Print every one of the following items unchanged, line for line.

═════ Source data

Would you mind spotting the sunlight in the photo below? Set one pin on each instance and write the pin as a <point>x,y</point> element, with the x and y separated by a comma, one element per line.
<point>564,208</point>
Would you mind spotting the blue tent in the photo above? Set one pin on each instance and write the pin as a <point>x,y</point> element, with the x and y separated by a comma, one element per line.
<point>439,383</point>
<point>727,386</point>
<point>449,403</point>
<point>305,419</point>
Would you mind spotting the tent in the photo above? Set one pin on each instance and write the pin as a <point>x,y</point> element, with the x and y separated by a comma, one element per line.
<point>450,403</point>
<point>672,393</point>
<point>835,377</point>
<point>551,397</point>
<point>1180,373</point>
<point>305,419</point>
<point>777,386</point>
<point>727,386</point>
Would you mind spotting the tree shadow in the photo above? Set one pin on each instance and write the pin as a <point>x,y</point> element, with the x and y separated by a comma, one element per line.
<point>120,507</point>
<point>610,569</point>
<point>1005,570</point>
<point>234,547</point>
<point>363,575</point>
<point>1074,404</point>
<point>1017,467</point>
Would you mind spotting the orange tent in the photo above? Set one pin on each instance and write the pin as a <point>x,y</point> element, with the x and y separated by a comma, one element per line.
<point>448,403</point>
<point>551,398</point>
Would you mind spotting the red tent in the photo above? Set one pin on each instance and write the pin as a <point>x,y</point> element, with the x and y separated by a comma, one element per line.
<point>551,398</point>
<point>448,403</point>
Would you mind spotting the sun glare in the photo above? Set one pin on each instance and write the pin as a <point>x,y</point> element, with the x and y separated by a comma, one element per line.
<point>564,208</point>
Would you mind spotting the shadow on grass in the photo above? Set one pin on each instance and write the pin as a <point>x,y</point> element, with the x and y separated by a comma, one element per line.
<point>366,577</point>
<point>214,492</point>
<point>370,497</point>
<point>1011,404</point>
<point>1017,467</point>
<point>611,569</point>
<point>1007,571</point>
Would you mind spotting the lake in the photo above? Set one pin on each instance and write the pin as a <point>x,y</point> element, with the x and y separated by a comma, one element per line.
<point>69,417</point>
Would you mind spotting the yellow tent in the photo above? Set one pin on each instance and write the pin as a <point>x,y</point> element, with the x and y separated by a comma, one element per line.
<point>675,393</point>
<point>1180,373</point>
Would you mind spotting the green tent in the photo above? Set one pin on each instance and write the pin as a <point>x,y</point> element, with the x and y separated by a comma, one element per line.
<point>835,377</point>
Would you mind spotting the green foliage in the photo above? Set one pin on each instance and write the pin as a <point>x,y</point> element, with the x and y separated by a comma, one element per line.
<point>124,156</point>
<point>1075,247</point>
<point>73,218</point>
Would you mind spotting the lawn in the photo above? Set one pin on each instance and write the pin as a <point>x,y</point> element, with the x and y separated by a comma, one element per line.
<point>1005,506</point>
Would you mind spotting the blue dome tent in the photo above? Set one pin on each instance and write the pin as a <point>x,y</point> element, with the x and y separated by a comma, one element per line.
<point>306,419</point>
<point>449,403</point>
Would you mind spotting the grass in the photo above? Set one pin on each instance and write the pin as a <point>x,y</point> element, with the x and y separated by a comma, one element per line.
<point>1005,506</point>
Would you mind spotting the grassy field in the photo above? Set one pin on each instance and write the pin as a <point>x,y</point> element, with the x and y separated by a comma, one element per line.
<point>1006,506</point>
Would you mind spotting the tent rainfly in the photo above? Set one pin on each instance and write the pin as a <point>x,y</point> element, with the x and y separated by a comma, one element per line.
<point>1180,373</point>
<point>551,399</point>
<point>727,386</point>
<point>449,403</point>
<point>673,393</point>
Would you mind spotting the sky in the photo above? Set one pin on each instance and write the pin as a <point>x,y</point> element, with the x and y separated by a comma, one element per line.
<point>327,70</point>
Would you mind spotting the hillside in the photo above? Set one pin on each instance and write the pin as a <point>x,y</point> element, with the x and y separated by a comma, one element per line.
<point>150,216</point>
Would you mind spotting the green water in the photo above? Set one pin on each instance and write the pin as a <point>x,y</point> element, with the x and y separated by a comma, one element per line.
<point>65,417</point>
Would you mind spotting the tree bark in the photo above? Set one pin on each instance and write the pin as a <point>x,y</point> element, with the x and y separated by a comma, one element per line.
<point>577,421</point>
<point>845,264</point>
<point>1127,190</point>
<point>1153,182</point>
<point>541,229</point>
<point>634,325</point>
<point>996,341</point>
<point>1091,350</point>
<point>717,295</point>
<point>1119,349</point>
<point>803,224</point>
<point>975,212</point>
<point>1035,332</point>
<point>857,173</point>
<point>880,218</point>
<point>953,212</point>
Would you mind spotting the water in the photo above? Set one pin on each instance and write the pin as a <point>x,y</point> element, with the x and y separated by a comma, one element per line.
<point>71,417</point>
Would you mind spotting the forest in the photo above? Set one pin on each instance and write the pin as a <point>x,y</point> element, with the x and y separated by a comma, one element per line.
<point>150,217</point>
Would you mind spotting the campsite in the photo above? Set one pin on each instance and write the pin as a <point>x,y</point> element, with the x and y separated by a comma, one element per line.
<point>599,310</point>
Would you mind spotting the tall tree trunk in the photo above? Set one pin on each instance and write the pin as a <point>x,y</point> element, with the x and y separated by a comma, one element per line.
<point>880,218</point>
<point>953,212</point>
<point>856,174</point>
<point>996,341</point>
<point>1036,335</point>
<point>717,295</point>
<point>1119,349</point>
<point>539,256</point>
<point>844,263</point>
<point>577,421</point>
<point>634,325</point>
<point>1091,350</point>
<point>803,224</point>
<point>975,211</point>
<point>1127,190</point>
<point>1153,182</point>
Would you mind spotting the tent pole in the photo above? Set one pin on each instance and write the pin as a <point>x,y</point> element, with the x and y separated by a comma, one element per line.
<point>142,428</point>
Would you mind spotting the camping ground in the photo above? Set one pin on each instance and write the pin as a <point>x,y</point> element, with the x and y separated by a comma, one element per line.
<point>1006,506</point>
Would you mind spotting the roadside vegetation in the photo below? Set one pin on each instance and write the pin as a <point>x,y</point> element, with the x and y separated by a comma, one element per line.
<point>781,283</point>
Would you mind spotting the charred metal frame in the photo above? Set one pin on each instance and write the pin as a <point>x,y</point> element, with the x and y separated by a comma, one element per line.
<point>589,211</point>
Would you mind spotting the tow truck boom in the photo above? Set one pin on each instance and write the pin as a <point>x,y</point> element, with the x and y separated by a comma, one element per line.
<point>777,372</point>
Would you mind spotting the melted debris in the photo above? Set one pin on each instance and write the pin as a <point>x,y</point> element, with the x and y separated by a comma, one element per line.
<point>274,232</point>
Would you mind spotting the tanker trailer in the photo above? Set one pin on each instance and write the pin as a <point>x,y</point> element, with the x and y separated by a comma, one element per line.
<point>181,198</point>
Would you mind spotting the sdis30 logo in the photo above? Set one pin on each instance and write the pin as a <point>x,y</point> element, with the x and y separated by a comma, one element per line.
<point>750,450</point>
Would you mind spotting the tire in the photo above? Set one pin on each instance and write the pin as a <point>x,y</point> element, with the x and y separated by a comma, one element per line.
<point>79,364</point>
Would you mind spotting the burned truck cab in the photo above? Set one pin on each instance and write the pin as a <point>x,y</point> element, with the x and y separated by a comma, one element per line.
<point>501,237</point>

══════════

▶ **The answer**
Would you mind spotting the sunlight in the photo below? Set one pin on each instance and write the pin as a <point>x,y</point> element, with the x and y separated by a comma, one element per line.
<point>564,208</point>
Would you mind spotting the blue tent in the photo above? Set one pin on each instance and write the pin as a <point>x,y</point> element, with the x and y separated by a comma, one element per line.
<point>439,383</point>
<point>727,386</point>
<point>449,403</point>
<point>305,419</point>
Would you mind spotting the tent in the photo above? Set one pin on each instance and write the pin as a <point>x,y</point> element, with the x and y separated by a comma, one element per line.
<point>450,403</point>
<point>672,393</point>
<point>835,377</point>
<point>551,397</point>
<point>1180,373</point>
<point>305,419</point>
<point>777,386</point>
<point>727,386</point>
Would you mind spotting the tree shadow in the photo above? Set one pin on each instance and write the pin as a <point>x,y</point> element, with the x and y separated by a comma, one element per line.
<point>120,507</point>
<point>610,569</point>
<point>1005,570</point>
<point>234,547</point>
<point>363,575</point>
<point>1074,404</point>
<point>1017,467</point>
Would you mind spotting the orange tent in the photo above? Set one pin on each instance and write the pin as a <point>x,y</point> element, with the x and y separated by a comma, one element per line.
<point>448,403</point>
<point>551,398</point>
Would you mind spotting the red tent in the photo above? Set one pin on each instance and write the pin as a <point>x,y</point> element, with the x and y separated by a comma, one element per line.
<point>551,398</point>
<point>448,403</point>
Would you mind spotting the sun glare in the photo above? Set one pin on each instance and write the pin as a <point>x,y</point> element, with the x and y separated by a comma, one element per line.
<point>564,208</point>
Would you mind spotting the shadow on grass in the photo above? Set one pin on each instance and write the pin as a <point>x,y</point> element, with the x and y separated by a comma, one element per line.
<point>366,577</point>
<point>214,492</point>
<point>370,497</point>
<point>1011,404</point>
<point>1017,467</point>
<point>611,569</point>
<point>1007,571</point>
Would you mind spotting the lake in the photo above? Set one pin on each instance and write the pin as a <point>x,y</point> element, with the x and y separated by a comma, one element per line.
<point>69,417</point>
Would you mind spotting the yellow tent in the photo above? Set one pin on each instance and write the pin as a <point>x,y</point> element, with the x and y separated by a comma, one element per line.
<point>675,393</point>
<point>1180,373</point>
Would you mind spotting the green tent in the photo above? Set one pin on each instance and write the pin as a <point>x,y</point> element, with the x and y separated by a comma, one element per line.
<point>835,377</point>
Would you mind spotting the green foliage in the photo above? Set one pin on each instance and write the pin as a <point>x,y</point> element, with the x and y separated by a comma, one element per line.
<point>124,156</point>
<point>1075,247</point>
<point>73,218</point>
Would you mind spotting the lawn in the photo above? Set one pin on each instance and write the pin as a <point>x,y</point> element, with the x and y separated by a comma, one element per line.
<point>1005,506</point>
Would you mind spotting the blue dome tent in the photo above? Set one pin on each instance and write the pin as a <point>x,y</point> element, with the x and y separated by a comma, one element per line.
<point>306,419</point>
<point>449,403</point>
Would you mind spotting the grass in the photo above? Set one pin on each instance and write the pin as a <point>x,y</point> element, with the x and y separated by a comma, one element per line.
<point>1005,506</point>
Would you mind spotting the grassy field in the photo above? Set one pin on each instance and write the pin as a <point>x,y</point> element, with the x and y separated by a comma, one element per line.
<point>1006,506</point>
Would you mind spotting the tent rainfly in the photo above? Set one pin on each instance and write the pin as a <point>x,y</point> element, with the x and y separated by a comma, one element per line.
<point>1180,373</point>
<point>551,399</point>
<point>727,386</point>
<point>449,403</point>
<point>673,393</point>
Would you mind spotting the sky in the photo above? Set one pin on each instance and write the pin as a <point>x,y</point> element, with the x and y separated by a comma, one element per line.
<point>327,70</point>
Would you mind spotting the hillside in the photo above? Set one pin on each instance and write the pin as a <point>x,y</point> element, with the x and y separated by a comma, one element per line.
<point>150,216</point>
Would you mind spotting the green water in the photo above? Set one pin on each instance and write the pin as a <point>x,y</point> element, with the x and y separated by a comma, one element per line.
<point>65,417</point>
Would you mind spotting the tree bark in the photo above? Set one pin on each instance and write the pin as a <point>x,y</point> element, with the x and y separated by a comma, one element per line.
<point>577,421</point>
<point>845,264</point>
<point>1127,190</point>
<point>1153,182</point>
<point>541,229</point>
<point>634,325</point>
<point>996,341</point>
<point>1091,350</point>
<point>717,295</point>
<point>1119,349</point>
<point>803,224</point>
<point>975,212</point>
<point>1035,332</point>
<point>857,173</point>
<point>880,218</point>
<point>953,212</point>
Would you mind spotting the water in the photo above? Set one pin on each instance and write the pin as a <point>x,y</point> element, with the x and y separated by a comma, one element per line.
<point>71,417</point>
Would you mind spotting the forest in the photo above? Set one pin on each instance and write the pin as a <point>x,y</point> element, with the x and y separated by a comma, one element per line.
<point>150,217</point>
Would you mind spotting the campsite in the photo above? Set one pin on each instance and write the pin as a <point>x,y</point> element, with the x and y separated by a comma, one element per line.
<point>599,310</point>
Would you mind spotting the tall tree trunk in the photo above? Set one pin on each instance and write the pin as a <point>x,y</point> element, with the x and y separated by a comma, one element per line.
<point>880,218</point>
<point>953,212</point>
<point>856,174</point>
<point>996,341</point>
<point>1036,335</point>
<point>717,295</point>
<point>1119,349</point>
<point>539,256</point>
<point>844,263</point>
<point>577,421</point>
<point>634,325</point>
<point>1091,350</point>
<point>803,224</point>
<point>975,211</point>
<point>1127,190</point>
<point>1153,182</point>
Would you mind spotting the tent pole in the photo above? Set one pin on each instance and write the pin as a <point>x,y</point> element, with the x and y separated by a comma, one element per line.
<point>142,428</point>
Would you mind spotting the camping ground in the photo above? Set one pin on each instance and write the pin as a <point>x,y</point> element, with the x and y separated by a comma, one element per line.
<point>1006,506</point>
Would you mind spotting the roadside vegetation in the photo below? Set one pin on each instance and write the pin as a <point>x,y</point> element, with the x and y separated by a comma, one element per line.
<point>781,283</point>
Would you mind spotting the charred metal frame in the photo above? Set one pin on each instance and write the pin as a <point>x,y</point> element, with the x and y separated by a comma, one element per line.
<point>589,211</point>
Would you mind spotting the tow truck boom in the photo above? Set one pin on each instance and write the pin as a <point>x,y</point> element, with the x and y separated by a comma, one element per line.
<point>777,372</point>
Would you mind spotting the melted debris in the photo above? Set one pin on each instance and write the pin as a <point>x,y</point> element, with the x and y separated by a comma, one element per line.
<point>274,232</point>
Would you mind spotting the tanker trailer in the photo above? Set one pin on each instance and write the pin as a <point>x,y</point> element, with the x and y separated by a comma, one element per line.
<point>181,198</point>
Would you mind spotting the sdis30 logo in the photo above? Set one pin on each instance and write the pin as a <point>x,y</point> element, with the x and y separated by a comma, one element per line.
<point>750,450</point>
Would you mind spotting the tire in the photo above? Set one pin on each instance and write the pin as a <point>x,y</point> element, with the x and y separated by a comma, one element per line.
<point>79,364</point>
Would you mind spotting the burned truck cab in the photo above? Set one pin on each instance and write the pin as a <point>x,y</point> element, with the x and y separated by a comma, one element per line.
<point>501,237</point>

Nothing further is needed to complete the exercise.